Assignment:
Copy out all of the entries below line for line, changing nothing.
----------------
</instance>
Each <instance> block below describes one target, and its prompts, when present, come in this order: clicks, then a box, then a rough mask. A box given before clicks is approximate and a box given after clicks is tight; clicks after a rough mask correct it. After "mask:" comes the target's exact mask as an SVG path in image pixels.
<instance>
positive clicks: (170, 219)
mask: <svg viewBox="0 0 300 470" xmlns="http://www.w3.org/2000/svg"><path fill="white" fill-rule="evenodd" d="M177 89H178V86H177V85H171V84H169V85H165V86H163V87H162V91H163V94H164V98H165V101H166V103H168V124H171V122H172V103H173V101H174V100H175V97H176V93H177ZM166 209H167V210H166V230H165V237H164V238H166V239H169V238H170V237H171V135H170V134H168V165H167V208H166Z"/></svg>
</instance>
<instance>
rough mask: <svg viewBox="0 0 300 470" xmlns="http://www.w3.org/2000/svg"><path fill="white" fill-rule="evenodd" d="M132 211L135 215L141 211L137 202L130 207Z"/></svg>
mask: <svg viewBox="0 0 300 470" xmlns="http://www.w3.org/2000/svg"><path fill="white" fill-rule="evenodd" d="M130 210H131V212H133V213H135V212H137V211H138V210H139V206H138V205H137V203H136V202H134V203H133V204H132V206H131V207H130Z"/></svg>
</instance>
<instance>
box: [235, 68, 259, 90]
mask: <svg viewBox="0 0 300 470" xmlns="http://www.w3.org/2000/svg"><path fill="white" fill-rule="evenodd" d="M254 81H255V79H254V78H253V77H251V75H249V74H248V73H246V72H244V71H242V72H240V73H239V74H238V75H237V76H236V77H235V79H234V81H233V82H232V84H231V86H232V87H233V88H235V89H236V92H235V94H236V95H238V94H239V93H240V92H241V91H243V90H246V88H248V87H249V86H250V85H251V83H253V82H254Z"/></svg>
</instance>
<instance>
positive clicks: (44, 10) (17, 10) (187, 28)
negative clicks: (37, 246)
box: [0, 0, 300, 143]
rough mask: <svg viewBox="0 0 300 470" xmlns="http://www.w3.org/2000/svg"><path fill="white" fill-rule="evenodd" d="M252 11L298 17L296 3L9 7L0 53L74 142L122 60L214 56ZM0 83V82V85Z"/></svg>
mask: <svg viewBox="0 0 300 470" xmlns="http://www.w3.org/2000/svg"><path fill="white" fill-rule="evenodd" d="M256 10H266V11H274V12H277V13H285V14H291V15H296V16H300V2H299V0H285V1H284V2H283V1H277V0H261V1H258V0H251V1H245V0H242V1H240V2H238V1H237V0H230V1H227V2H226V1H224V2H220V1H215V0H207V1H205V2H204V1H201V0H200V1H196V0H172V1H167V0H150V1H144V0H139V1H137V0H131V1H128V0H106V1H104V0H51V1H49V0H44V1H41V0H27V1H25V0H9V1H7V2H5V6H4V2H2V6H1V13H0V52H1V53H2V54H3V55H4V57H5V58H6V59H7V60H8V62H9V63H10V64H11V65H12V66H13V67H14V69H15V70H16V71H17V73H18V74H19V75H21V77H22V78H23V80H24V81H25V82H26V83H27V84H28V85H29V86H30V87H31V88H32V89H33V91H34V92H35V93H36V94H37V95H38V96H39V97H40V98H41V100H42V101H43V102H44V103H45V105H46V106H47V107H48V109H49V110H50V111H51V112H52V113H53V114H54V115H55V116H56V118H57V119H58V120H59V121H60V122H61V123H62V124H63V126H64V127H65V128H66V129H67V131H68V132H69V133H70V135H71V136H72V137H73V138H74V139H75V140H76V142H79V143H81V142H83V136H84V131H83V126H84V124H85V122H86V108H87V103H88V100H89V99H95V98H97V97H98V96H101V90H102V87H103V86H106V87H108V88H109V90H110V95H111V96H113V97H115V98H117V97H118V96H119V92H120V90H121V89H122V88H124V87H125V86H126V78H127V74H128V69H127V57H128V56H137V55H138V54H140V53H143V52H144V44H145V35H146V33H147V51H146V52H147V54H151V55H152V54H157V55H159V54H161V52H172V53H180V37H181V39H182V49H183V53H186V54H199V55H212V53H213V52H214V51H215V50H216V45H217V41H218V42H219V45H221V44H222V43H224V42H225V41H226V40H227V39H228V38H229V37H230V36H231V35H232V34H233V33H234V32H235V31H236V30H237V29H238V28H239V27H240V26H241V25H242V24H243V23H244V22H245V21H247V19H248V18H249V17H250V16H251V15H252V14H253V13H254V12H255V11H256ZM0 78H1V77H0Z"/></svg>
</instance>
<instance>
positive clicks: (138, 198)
----------------
Response below:
</instance>
Each <instance> block below describes one target, and its prompts, when present, come in this order: clicks, then a box, then a rough mask. A box given before clicks is approximate and a box given after clicks is tight; clicks after a rough mask correct it. After "mask:" comes the target's exact mask as an SVG path in image pixels.
<instance>
positive clicks: (170, 219)
mask: <svg viewBox="0 0 300 470" xmlns="http://www.w3.org/2000/svg"><path fill="white" fill-rule="evenodd" d="M177 89H178V86H177V85H171V84H169V85H165V86H163V87H162V91H163V94H164V98H165V101H166V103H168V124H171V122H172V103H173V101H174V100H175V97H176V93H177ZM166 209H167V210H166V230H165V237H164V238H166V239H169V238H170V237H171V135H170V134H168V165H167V208H166Z"/></svg>
</instance>
<instance>
rough mask: <svg viewBox="0 0 300 470" xmlns="http://www.w3.org/2000/svg"><path fill="white" fill-rule="evenodd" d="M132 211L135 215L141 211L137 202L130 207Z"/></svg>
mask: <svg viewBox="0 0 300 470" xmlns="http://www.w3.org/2000/svg"><path fill="white" fill-rule="evenodd" d="M130 210H131V212H133V213H135V212H137V211H138V210H139V206H138V205H137V203H136V202H134V203H133V204H132V206H131V207H130Z"/></svg>
</instance>
<instance>
box: [235, 68, 259, 90]
mask: <svg viewBox="0 0 300 470" xmlns="http://www.w3.org/2000/svg"><path fill="white" fill-rule="evenodd" d="M254 81H255V79H254V78H253V77H251V75H249V74H248V73H246V72H244V71H242V72H240V73H239V74H238V75H237V76H236V77H235V79H234V81H233V82H232V84H231V86H232V87H233V88H235V89H236V92H235V94H236V95H238V94H239V93H240V92H241V91H243V90H246V88H248V87H249V86H250V85H251V83H253V82H254Z"/></svg>
</instance>
<instance>
positive clicks: (44, 10) (17, 10) (187, 28)
negative clicks: (37, 246)
box: [0, 0, 300, 143]
rough mask: <svg viewBox="0 0 300 470" xmlns="http://www.w3.org/2000/svg"><path fill="white" fill-rule="evenodd" d="M252 11L298 17L296 3L9 7L0 53L74 142L122 60L214 56ZM0 83V82V85Z"/></svg>
mask: <svg viewBox="0 0 300 470" xmlns="http://www.w3.org/2000/svg"><path fill="white" fill-rule="evenodd" d="M256 10H266V11H274V12H277V13H285V14H291V15H296V16H300V2H299V0H285V1H284V2H283V1H277V0H261V1H258V0H251V1H245V0H242V1H240V2H238V1H237V0H230V1H227V2H226V1H224V2H220V1H215V0H207V1H205V2H204V1H201V0H200V1H196V0H172V1H167V0H150V1H144V0H139V1H137V0H131V1H128V0H106V1H104V0H51V1H49V0H44V1H41V0H27V1H25V0H9V1H7V2H5V6H4V2H2V6H1V13H0V52H1V53H2V54H3V55H4V57H5V58H6V59H7V60H8V62H9V63H10V64H11V65H12V66H13V67H14V69H15V70H16V71H17V73H18V74H19V75H21V77H22V78H23V80H24V81H25V82H26V83H27V84H28V85H29V86H30V87H31V88H32V89H33V91H34V92H35V93H36V94H37V95H38V96H39V97H40V98H41V100H42V101H43V102H44V103H45V105H46V106H47V107H48V109H49V110H50V111H51V112H52V113H53V114H54V115H55V116H56V118H57V119H58V120H59V121H60V122H61V123H62V124H63V126H64V127H65V128H66V129H67V131H68V132H69V133H70V135H71V136H72V137H73V138H74V139H75V140H76V142H79V143H81V142H83V136H84V131H83V126H84V124H85V122H86V108H87V103H88V100H89V99H95V98H97V97H98V96H101V90H102V87H103V86H106V87H108V88H109V90H110V95H111V96H113V97H115V98H117V97H118V96H119V92H120V90H121V89H122V88H124V87H125V86H126V78H127V74H128V69H127V57H128V56H137V55H138V54H140V53H143V52H144V44H145V35H146V33H147V51H146V52H147V54H151V55H152V54H157V55H159V54H161V52H172V53H180V37H181V39H182V49H183V53H186V54H199V55H212V53H213V52H214V51H215V50H216V45H217V41H218V42H219V45H221V44H222V43H224V42H225V41H226V40H227V39H228V38H229V37H230V36H231V35H232V34H233V33H234V32H235V31H236V30H237V29H238V28H239V27H240V26H241V25H242V24H243V23H244V22H245V21H247V19H248V18H249V17H250V16H251V15H252V14H253V13H254V12H255V11H256ZM0 78H1V77H0Z"/></svg>
</instance>
<instance>
positive clicks: (138, 198)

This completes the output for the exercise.